**Job:** Copy every one of the records below word for word, keeping each line in its original order.

[Pointing and labeling entries]
--- BEGIN ---

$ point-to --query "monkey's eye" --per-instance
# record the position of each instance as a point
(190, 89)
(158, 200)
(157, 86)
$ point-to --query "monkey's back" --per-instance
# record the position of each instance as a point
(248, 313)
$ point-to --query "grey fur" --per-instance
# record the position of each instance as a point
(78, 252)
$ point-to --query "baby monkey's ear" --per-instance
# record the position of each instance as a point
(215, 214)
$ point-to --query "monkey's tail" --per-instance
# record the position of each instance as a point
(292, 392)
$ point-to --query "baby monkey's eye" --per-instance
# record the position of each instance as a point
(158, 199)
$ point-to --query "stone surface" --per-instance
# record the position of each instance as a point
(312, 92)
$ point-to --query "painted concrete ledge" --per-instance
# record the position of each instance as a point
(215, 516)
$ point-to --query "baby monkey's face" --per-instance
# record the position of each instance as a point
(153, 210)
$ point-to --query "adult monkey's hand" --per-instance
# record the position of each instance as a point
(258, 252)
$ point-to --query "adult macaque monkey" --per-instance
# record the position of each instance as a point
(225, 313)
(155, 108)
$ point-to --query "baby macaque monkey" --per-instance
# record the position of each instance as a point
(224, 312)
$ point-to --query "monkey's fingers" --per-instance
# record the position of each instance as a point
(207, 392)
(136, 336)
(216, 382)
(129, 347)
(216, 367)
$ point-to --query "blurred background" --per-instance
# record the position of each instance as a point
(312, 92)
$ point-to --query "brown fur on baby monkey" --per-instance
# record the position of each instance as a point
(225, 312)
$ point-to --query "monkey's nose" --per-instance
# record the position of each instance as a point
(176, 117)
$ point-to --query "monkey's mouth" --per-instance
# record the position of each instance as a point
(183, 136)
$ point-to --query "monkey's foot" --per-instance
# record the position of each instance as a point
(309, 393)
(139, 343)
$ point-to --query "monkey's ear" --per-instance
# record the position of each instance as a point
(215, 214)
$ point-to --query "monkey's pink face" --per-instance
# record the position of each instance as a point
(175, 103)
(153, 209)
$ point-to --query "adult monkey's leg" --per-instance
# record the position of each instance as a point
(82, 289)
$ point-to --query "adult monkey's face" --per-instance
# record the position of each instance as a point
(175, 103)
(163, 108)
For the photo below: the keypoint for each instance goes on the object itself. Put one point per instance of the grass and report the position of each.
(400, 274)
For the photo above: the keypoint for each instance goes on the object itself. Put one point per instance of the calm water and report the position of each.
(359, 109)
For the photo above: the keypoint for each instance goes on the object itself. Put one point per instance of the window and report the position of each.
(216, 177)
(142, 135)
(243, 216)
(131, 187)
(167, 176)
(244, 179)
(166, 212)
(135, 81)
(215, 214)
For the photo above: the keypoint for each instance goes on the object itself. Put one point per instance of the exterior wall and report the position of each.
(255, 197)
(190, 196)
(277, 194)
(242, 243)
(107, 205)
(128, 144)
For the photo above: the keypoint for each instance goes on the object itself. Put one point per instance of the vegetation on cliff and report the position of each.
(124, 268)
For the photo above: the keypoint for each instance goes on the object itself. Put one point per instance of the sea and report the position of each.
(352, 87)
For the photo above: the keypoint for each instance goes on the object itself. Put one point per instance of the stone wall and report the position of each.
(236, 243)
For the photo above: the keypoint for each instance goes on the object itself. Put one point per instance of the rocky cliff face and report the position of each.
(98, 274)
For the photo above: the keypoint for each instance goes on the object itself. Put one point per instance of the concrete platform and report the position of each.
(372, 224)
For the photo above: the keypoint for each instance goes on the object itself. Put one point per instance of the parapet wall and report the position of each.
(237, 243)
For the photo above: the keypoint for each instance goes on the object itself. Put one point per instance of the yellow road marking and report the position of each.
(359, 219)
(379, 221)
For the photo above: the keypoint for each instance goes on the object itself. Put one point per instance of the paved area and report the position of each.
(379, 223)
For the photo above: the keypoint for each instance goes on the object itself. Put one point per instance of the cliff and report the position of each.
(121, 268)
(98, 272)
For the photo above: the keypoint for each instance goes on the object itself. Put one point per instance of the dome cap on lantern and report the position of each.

--- END ---

**Full solution:**
$ point-to --query "monkey's eye" --per-instance
# record the position of each instance as a point
(190, 89)
(158, 200)
(157, 86)
$ point-to --query "monkey's back" --per-instance
# record the position of each instance as a point
(248, 313)
$ point-to --query "grey fur" --per-instance
# record the position of each instance as a point
(78, 252)
$ point-to --query "baby monkey's ear" --per-instance
# record the position of each instance as a point
(215, 214)
$ point-to --query "monkey's tail" --per-instance
# record the position of each instance as a point
(292, 392)
$ point-to --query "baby monkey's eye" --per-instance
# record the position of each instance as a point
(158, 199)
$ point-to --query "stone surface" --per-instance
# record the position of each instance as a point
(312, 92)
$ point-to --query "painted concrete ledge" --per-instance
# record the position of each instance as a point
(215, 516)
$ point-to --query "baby monkey's face" --per-instance
# record the position of each instance as a point
(153, 210)
$ point-to --query "adult monkey's hand" --per-instance
# record the position of each instance as a point
(258, 252)
$ point-to --query "adult macaque monkey" --per-instance
# record the position of each instance as a point
(225, 313)
(155, 108)
$ point-to --query "baby macaque monkey" --per-instance
# record the position of each instance as a point
(224, 312)
$ point-to --query "monkey's fingers" --per-instance
# record the position of each instance as a point
(207, 392)
(136, 336)
(216, 382)
(129, 347)
(216, 367)
$ point-to --query "blurred background" --per-instance
# record the position of each instance as a point
(312, 92)
$ point-to --query "brown fur on baby monkey" --per-instance
# record the position of each instance as a point
(225, 312)
$ point-to --query "monkey's nose" --per-instance
# record the position of each instance as a point
(176, 117)
$ point-to --query "monkey's mouth" --per-instance
# record the position of each instance as a point
(183, 136)
$ point-to --query "monkey's foot" --per-instance
# record the position of each instance as a point
(309, 393)
(139, 343)
$ point-to --query "monkey's ear" --per-instance
# record the position of each instance as a point
(215, 214)
$ point-to --query "monkey's pink face" --per-instance
# record the position of each instance as a point
(175, 103)
(153, 209)
$ point-to --query "adult monkey's leg" --per-instance
# record the position of each instance as a point
(82, 289)
$ point-to --query "adult monkey's face" --per-instance
# record the position of each instance as a point
(175, 103)
(163, 108)
For the photo below: the keypoint for each instance goes on the object itself. Put one point per instance of the grass and report the position of each.
(400, 274)
For the photo above: the keypoint for each instance goes on the object itself. Put one point per instance of the calm water and report the position of each.
(359, 109)
For the photo above: the keypoint for each instance goes on the object itself. Put one point per instance of the window and report the position of each.
(216, 177)
(142, 135)
(243, 216)
(131, 187)
(167, 176)
(244, 179)
(166, 212)
(135, 81)
(215, 214)
For the photo above: the keypoint for each instance goes on the object itself. Put one point per instance of the exterior wall and report the position of each.
(255, 197)
(190, 196)
(277, 194)
(242, 243)
(107, 205)
(128, 144)
For the photo above: the keypoint for each instance goes on the object itself. Put one point per instance of the vegetation on cliff and report the position of each.
(124, 268)
For the photo above: the keypoint for each instance goes on the object itself. Put one point per instance of the sea and report the position of each.
(352, 87)
For the photo above: the keypoint for each instance goes on the object itself. Put one point per instance of the stone wall and report the position of each.
(236, 243)
For the photo above: the keypoint for each instance goes on the object itself. Put one point per instance of the rocky cliff face and report the position of each.
(98, 274)
For the photo above: the keypoint for each instance goes on the object itself. Put one point per instance of the concrete platform and report the position of each.
(372, 224)
For the photo above: the keypoint for each instance goes on the object itself. Put one point per instance of the parapet wall and report the position of each.
(237, 243)
For the photo above: the keypoint for each instance goes on the object itself. Put one point per instance of the yellow road marking and report the position of each.
(359, 219)
(379, 221)
For the photo above: the keypoint for each instance goes on the object itself. Put one point per instance of the paved area and report the position of each.
(379, 223)
For the photo above: the keypoint for each instance goes on the object itself. Put one point per instance of the cliff and report the position of each.
(121, 268)
(98, 272)
For the photo above: the keypoint for each instance goes on the object itself. Put one point per instance of the dome cap on lantern and report the position of each.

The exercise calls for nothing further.